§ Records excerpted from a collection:
▶

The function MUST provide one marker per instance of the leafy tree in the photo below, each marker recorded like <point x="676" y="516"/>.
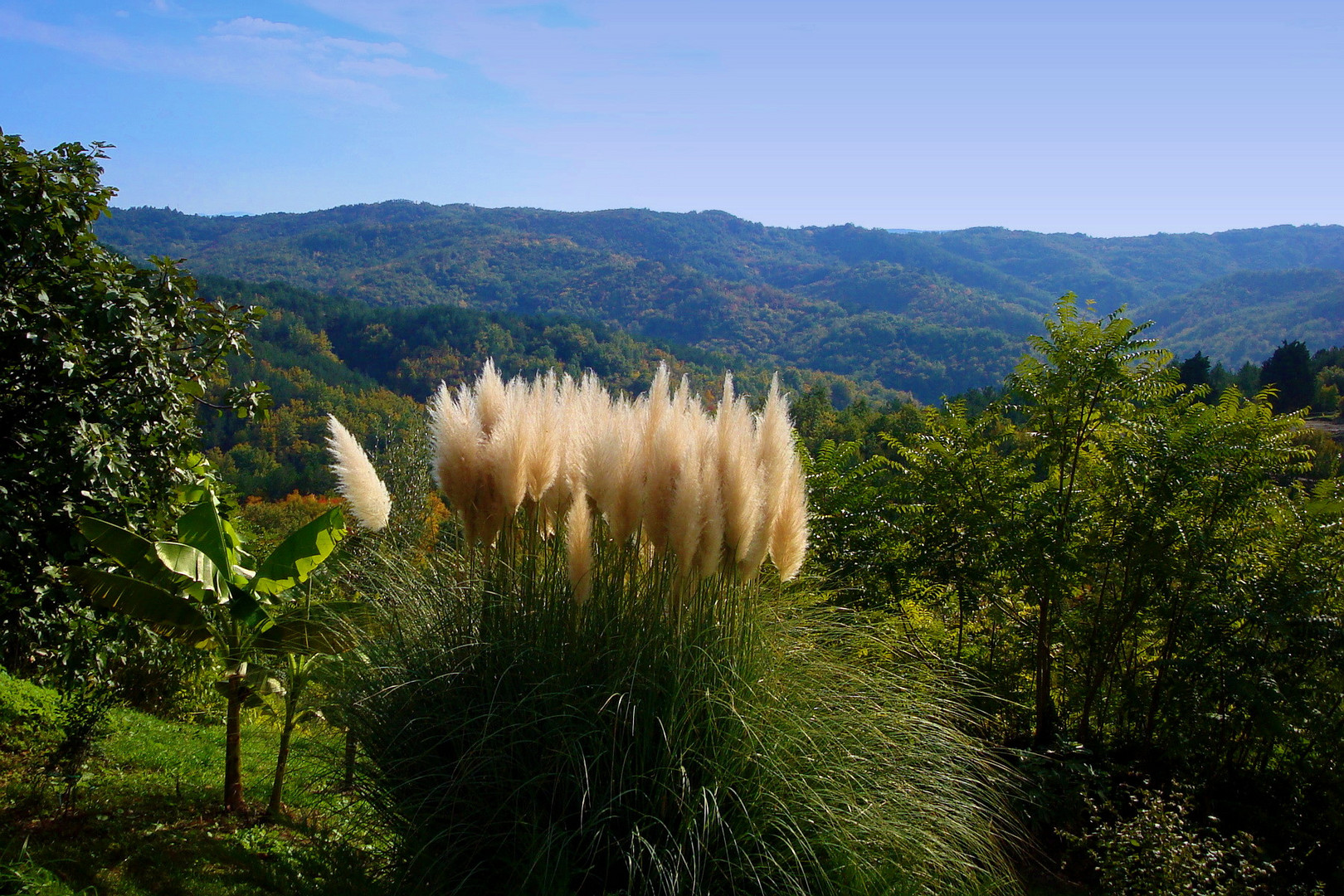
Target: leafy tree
<point x="1088" y="375"/>
<point x="1289" y="373"/>
<point x="102" y="366"/>
<point x="1195" y="371"/>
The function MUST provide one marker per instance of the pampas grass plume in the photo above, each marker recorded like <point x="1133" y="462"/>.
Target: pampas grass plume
<point x="357" y="480"/>
<point x="578" y="547"/>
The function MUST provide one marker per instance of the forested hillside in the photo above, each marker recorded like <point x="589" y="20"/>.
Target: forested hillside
<point x="930" y="314"/>
<point x="374" y="367"/>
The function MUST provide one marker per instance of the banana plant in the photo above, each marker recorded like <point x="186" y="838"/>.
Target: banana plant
<point x="197" y="590"/>
<point x="305" y="640"/>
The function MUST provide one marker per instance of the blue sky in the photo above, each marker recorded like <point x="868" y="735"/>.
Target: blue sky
<point x="1109" y="119"/>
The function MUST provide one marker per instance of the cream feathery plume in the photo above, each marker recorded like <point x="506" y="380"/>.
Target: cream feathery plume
<point x="613" y="470"/>
<point x="507" y="449"/>
<point x="489" y="397"/>
<point x="756" y="542"/>
<point x="578" y="547"/>
<point x="569" y="450"/>
<point x="604" y="453"/>
<point x="785" y="514"/>
<point x="455" y="438"/>
<point x="357" y="480"/>
<point x="710" y="551"/>
<point x="738" y="469"/>
<point x="686" y="520"/>
<point x="665" y="453"/>
<point x="789" y="529"/>
<point x="544" y="450"/>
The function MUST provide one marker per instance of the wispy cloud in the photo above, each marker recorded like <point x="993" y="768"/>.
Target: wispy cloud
<point x="251" y="52"/>
<point x="548" y="15"/>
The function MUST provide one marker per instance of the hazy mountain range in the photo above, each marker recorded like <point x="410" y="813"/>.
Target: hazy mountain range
<point x="926" y="312"/>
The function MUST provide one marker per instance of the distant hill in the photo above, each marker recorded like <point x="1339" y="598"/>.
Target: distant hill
<point x="1244" y="317"/>
<point x="926" y="312"/>
<point x="374" y="367"/>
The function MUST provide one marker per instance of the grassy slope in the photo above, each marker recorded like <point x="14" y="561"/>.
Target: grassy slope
<point x="147" y="816"/>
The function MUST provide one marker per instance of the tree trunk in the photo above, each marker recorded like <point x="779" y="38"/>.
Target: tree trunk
<point x="233" y="746"/>
<point x="1046" y="720"/>
<point x="277" y="789"/>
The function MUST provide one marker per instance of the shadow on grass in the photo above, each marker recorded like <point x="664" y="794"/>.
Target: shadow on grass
<point x="147" y="820"/>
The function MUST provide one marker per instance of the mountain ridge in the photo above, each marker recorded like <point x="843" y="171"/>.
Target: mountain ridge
<point x="925" y="312"/>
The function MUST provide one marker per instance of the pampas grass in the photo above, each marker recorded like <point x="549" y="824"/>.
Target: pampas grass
<point x="596" y="692"/>
<point x="357" y="481"/>
<point x="719" y="494"/>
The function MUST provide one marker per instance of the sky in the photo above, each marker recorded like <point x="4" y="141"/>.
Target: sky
<point x="1098" y="117"/>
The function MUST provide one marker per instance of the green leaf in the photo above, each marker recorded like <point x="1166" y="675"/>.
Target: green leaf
<point x="187" y="561"/>
<point x="123" y="546"/>
<point x="307" y="637"/>
<point x="245" y="607"/>
<point x="300" y="553"/>
<point x="166" y="613"/>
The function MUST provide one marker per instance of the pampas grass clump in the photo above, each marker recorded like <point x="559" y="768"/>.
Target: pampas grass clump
<point x="357" y="481"/>
<point x="596" y="692"/>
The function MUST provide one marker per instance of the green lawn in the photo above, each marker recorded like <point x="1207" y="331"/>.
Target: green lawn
<point x="147" y="816"/>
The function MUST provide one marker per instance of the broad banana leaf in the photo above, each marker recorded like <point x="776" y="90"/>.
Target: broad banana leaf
<point x="187" y="561"/>
<point x="300" y="553"/>
<point x="205" y="529"/>
<point x="245" y="607"/>
<point x="123" y="546"/>
<point x="307" y="637"/>
<point x="163" y="611"/>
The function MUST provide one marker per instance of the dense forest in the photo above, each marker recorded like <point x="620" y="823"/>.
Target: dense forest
<point x="476" y="594"/>
<point x="928" y="314"/>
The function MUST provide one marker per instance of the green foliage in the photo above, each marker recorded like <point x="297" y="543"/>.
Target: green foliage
<point x="197" y="592"/>
<point x="1288" y="371"/>
<point x="1153" y="575"/>
<point x="147" y="821"/>
<point x="1153" y="848"/>
<point x="101" y="367"/>
<point x="24" y="709"/>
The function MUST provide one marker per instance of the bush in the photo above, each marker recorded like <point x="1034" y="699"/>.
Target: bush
<point x="1153" y="846"/>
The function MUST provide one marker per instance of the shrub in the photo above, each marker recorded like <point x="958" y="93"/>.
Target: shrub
<point x="1155" y="848"/>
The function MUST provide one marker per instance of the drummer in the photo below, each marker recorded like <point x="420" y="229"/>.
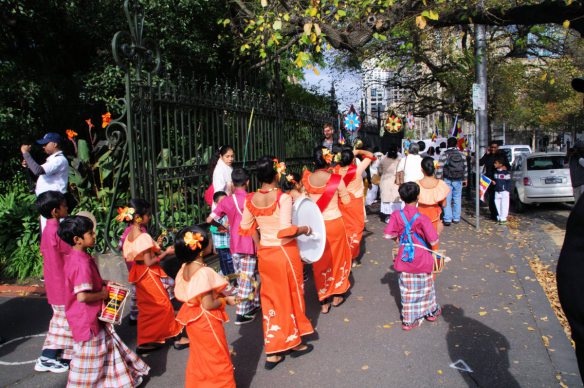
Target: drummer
<point x="279" y="265"/>
<point x="331" y="272"/>
<point x="354" y="212"/>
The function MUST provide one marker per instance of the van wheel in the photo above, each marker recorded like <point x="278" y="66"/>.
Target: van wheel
<point x="519" y="206"/>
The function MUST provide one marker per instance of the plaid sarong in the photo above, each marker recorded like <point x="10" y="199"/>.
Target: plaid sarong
<point x="247" y="265"/>
<point x="105" y="361"/>
<point x="59" y="335"/>
<point x="418" y="296"/>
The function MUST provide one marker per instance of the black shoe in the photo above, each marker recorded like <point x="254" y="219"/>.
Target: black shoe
<point x="269" y="365"/>
<point x="243" y="319"/>
<point x="298" y="353"/>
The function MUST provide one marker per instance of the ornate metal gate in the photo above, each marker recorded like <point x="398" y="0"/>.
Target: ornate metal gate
<point x="170" y="128"/>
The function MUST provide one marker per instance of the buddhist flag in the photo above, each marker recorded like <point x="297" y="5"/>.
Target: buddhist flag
<point x="484" y="185"/>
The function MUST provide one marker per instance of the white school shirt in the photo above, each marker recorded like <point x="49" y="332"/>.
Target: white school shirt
<point x="222" y="177"/>
<point x="56" y="174"/>
<point x="411" y="165"/>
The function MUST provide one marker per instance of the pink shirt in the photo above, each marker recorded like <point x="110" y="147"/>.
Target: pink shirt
<point x="54" y="250"/>
<point x="423" y="260"/>
<point x="238" y="244"/>
<point x="81" y="274"/>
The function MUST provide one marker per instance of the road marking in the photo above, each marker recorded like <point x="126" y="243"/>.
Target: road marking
<point x="18" y="339"/>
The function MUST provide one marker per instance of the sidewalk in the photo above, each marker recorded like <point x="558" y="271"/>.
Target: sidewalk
<point x="495" y="318"/>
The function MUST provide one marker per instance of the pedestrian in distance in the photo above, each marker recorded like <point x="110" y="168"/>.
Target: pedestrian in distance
<point x="502" y="190"/>
<point x="101" y="358"/>
<point x="488" y="161"/>
<point x="576" y="163"/>
<point x="203" y="311"/>
<point x="242" y="248"/>
<point x="54" y="173"/>
<point x="452" y="168"/>
<point x="413" y="231"/>
<point x="58" y="346"/>
<point x="220" y="235"/>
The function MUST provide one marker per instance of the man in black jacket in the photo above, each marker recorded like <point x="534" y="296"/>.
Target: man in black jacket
<point x="488" y="160"/>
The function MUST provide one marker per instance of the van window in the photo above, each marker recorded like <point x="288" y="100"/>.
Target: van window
<point x="547" y="163"/>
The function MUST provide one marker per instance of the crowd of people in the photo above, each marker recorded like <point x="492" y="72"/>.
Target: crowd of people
<point x="261" y="272"/>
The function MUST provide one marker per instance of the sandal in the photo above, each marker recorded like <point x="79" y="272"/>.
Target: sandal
<point x="269" y="365"/>
<point x="341" y="302"/>
<point x="302" y="352"/>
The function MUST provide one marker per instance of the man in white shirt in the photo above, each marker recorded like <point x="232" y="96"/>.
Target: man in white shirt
<point x="54" y="173"/>
<point x="411" y="165"/>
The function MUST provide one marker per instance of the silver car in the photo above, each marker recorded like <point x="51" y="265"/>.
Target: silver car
<point x="540" y="177"/>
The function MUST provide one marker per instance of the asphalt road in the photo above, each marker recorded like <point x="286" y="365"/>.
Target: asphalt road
<point x="495" y="317"/>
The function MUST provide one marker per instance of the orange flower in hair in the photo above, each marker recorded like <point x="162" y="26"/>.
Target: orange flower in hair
<point x="105" y="119"/>
<point x="327" y="156"/>
<point x="193" y="240"/>
<point x="125" y="214"/>
<point x="71" y="134"/>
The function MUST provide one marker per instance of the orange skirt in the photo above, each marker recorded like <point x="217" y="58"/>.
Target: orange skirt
<point x="209" y="364"/>
<point x="156" y="321"/>
<point x="331" y="272"/>
<point x="282" y="297"/>
<point x="354" y="219"/>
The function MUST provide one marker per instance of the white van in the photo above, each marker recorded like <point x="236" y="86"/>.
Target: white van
<point x="512" y="151"/>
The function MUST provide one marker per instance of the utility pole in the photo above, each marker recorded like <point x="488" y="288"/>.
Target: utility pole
<point x="482" y="124"/>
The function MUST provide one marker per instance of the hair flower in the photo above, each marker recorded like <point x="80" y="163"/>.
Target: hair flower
<point x="193" y="240"/>
<point x="327" y="156"/>
<point x="125" y="214"/>
<point x="279" y="167"/>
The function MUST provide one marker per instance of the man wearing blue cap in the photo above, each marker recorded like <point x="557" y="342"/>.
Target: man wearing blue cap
<point x="54" y="173"/>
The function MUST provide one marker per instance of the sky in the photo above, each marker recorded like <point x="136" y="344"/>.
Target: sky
<point x="347" y="85"/>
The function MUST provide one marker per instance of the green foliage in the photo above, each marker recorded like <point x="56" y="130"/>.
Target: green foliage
<point x="19" y="221"/>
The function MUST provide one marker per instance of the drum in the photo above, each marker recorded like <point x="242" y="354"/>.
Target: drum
<point x="113" y="309"/>
<point x="306" y="213"/>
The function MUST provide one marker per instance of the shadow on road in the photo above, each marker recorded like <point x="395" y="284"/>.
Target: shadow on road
<point x="483" y="349"/>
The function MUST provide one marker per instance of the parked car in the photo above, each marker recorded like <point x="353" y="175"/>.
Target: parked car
<point x="512" y="151"/>
<point x="540" y="177"/>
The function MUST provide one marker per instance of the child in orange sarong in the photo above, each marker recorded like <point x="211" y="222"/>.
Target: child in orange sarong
<point x="203" y="312"/>
<point x="156" y="323"/>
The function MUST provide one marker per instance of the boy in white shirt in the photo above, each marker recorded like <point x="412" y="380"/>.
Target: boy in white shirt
<point x="53" y="175"/>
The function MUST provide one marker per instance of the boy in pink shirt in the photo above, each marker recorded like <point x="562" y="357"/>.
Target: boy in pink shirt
<point x="413" y="231"/>
<point x="242" y="248"/>
<point x="58" y="346"/>
<point x="101" y="358"/>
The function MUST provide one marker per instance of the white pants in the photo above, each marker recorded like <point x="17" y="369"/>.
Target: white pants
<point x="502" y="204"/>
<point x="371" y="195"/>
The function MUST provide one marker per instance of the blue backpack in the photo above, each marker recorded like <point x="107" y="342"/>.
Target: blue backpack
<point x="406" y="238"/>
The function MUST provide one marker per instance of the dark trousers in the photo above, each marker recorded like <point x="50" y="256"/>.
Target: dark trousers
<point x="491" y="202"/>
<point x="225" y="261"/>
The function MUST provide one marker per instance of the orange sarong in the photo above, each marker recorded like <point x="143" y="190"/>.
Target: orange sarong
<point x="331" y="272"/>
<point x="354" y="219"/>
<point x="156" y="321"/>
<point x="282" y="297"/>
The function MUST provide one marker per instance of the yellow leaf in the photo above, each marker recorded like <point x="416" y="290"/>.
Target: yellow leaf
<point x="421" y="22"/>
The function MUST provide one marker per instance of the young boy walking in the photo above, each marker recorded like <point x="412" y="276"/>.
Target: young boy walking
<point x="502" y="190"/>
<point x="242" y="248"/>
<point x="413" y="231"/>
<point x="101" y="358"/>
<point x="58" y="346"/>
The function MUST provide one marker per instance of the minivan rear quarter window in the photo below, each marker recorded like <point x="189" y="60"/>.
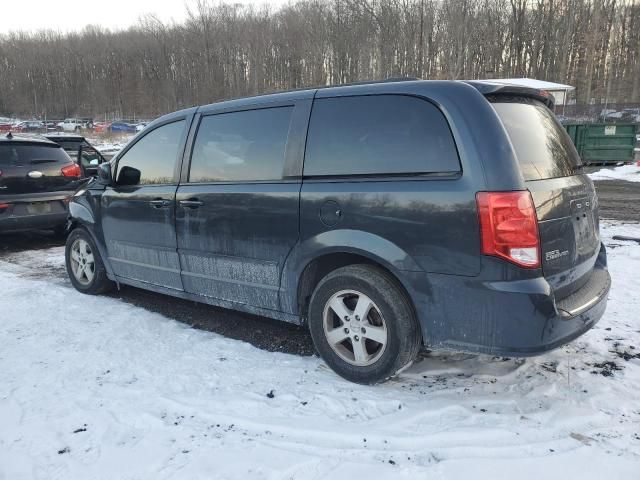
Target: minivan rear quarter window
<point x="241" y="146"/>
<point x="31" y="154"/>
<point x="542" y="145"/>
<point x="378" y="134"/>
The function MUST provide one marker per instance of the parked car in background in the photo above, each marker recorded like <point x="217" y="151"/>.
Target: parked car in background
<point x="30" y="126"/>
<point x="37" y="179"/>
<point x="88" y="122"/>
<point x="80" y="151"/>
<point x="101" y="127"/>
<point x="383" y="216"/>
<point x="74" y="124"/>
<point x="122" y="127"/>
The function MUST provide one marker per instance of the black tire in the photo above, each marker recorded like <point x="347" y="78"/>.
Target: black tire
<point x="403" y="336"/>
<point x="99" y="282"/>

◀

§ Objective: Set down, exactly and in full, the lines from the one containing "in background in" through the end of the entries; no other line belongs.

§ Full solution:
The function MUST provide one marker per instance of the parked car in background in the photo above, each marker recorded like <point x="217" y="151"/>.
Target: parked car in background
<point x="30" y="126"/>
<point x="37" y="179"/>
<point x="88" y="122"/>
<point x="80" y="151"/>
<point x="101" y="127"/>
<point x="383" y="216"/>
<point x="74" y="124"/>
<point x="122" y="127"/>
The function MUST provide one marker per instance of the black tire in the photo above, each marker recorded like <point x="347" y="78"/>.
Target: black tire
<point x="403" y="336"/>
<point x="99" y="282"/>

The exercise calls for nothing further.